===== Data to use =====

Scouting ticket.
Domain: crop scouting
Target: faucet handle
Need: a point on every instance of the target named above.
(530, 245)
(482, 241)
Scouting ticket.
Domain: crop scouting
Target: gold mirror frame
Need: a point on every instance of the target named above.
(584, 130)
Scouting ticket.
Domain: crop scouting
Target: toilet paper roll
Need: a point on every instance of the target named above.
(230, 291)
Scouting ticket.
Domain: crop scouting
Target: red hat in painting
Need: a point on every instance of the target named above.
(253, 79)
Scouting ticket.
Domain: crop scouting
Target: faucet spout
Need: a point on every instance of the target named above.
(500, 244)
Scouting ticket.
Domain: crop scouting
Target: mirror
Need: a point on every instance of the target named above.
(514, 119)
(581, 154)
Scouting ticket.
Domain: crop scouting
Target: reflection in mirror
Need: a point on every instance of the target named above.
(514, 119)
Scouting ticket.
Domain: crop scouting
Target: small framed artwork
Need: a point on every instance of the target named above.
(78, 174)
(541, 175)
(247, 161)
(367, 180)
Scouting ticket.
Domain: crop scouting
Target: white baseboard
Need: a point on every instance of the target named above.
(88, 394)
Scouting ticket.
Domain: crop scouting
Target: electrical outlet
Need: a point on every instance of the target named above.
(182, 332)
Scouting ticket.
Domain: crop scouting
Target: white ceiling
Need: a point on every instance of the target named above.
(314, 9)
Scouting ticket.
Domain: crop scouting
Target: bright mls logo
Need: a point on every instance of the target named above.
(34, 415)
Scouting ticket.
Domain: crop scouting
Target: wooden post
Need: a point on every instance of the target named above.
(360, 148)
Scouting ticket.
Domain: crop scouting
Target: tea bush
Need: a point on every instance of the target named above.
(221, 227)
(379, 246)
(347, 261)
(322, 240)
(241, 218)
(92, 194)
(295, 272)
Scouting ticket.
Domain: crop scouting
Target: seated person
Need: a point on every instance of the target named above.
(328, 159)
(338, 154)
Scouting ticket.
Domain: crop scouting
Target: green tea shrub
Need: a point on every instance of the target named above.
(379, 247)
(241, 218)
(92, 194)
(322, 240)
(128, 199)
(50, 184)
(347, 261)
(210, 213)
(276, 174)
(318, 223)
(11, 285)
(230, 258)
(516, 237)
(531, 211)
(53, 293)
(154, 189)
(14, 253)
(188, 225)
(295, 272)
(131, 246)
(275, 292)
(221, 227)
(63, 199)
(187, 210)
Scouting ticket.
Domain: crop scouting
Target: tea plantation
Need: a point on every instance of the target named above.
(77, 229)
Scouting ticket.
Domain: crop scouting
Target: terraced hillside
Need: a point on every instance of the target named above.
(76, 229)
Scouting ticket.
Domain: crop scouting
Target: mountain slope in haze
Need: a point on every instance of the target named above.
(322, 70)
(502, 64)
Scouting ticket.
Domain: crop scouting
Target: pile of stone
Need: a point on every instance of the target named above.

=====

Give back all the data exactly as written.

Exercise response ->
Scouting ticket.
Domain: crop scouting
Target: faucet handle
Need: a point on every instance of the target named above.
(530, 245)
(482, 241)
Scouting ticket.
Domain: crop scouting
Target: gold mirror frame
Need: a point on every instance of the target named above.
(584, 130)
Scouting ticket.
Domain: crop scouting
Target: toilet paper roll
Need: a point on every instance of the target named above.
(230, 291)
Scouting ticket.
Domain: crop scouting
Target: red hat in painting
Need: a point on every instance of the target named above.
(253, 79)
Scouting ticket.
Domain: crop scouting
Target: faucet spout
Need: a point on every instance of the target named above.
(500, 244)
Scouting ticket.
Domain: crop scouting
Target: mirror
Need: a point on every instance of the target named above.
(514, 119)
(581, 154)
Scouting ticket.
Domain: crop scouting
Target: reflection in mirror
Need: a point on every instance of the target named above.
(514, 119)
Scouting ticket.
Domain: crop scouting
Target: small framed artwork
Need: a point on every instance of the target named above.
(78, 174)
(541, 175)
(247, 161)
(367, 180)
Scouting ticket.
Domain: crop scouting
Target: white baseboard
Need: a point on every instance of the target named above.
(88, 394)
Scouting ticket.
Domain: crop scouting
Target: electrical outlet
Need: a point on every instance of the target named above.
(182, 332)
Scouting ticket.
Domain: crop scouting
Target: white ceiling
Need: a point on every instance of the target named above.
(314, 9)
Scouting ticket.
Domain: crop scouting
Target: bright mls logo
Need: a point on every instance of the target named above.
(34, 415)
Scouting ticket.
Domain: crop scouting
Target: wooden post
Need: a point on every instance of the target named above.
(360, 148)
Scouting ticket.
Domain: crop scouting
Target: tea bush
Need: a point on every instance of the target named above.
(221, 227)
(379, 246)
(347, 261)
(322, 240)
(241, 218)
(92, 194)
(295, 272)
Scouting ticket.
Domain: crop scouting
Target: seated person
Need: a point on every instance of the target named above.
(328, 159)
(338, 154)
Scouting ticket.
Domain: crop scouting
Target: green tea shrub
Need: a point on every instance of the target named above.
(379, 247)
(241, 218)
(92, 194)
(322, 240)
(128, 199)
(50, 184)
(347, 261)
(210, 213)
(276, 174)
(318, 223)
(11, 285)
(230, 258)
(516, 237)
(531, 211)
(53, 293)
(154, 189)
(14, 253)
(188, 225)
(295, 272)
(131, 246)
(275, 292)
(221, 227)
(63, 199)
(187, 210)
Scouting ticket.
Domain: crop scouting
Target: tea plantation
Need: a point on every instance of the target named above.
(77, 229)
Scouting ticket.
Domain: crop scouting
Target: terraced hillside
Need: a point on every instance of the target named above.
(76, 229)
Scouting ticket.
Domain: crop scouting
Target: mountain slope in haze
Need: a point on every instance of the target named above.
(322, 70)
(502, 64)
Scouting ticket.
Domain: crop scouting
Target: pile of stone
Need: a point on every instance of the target named above.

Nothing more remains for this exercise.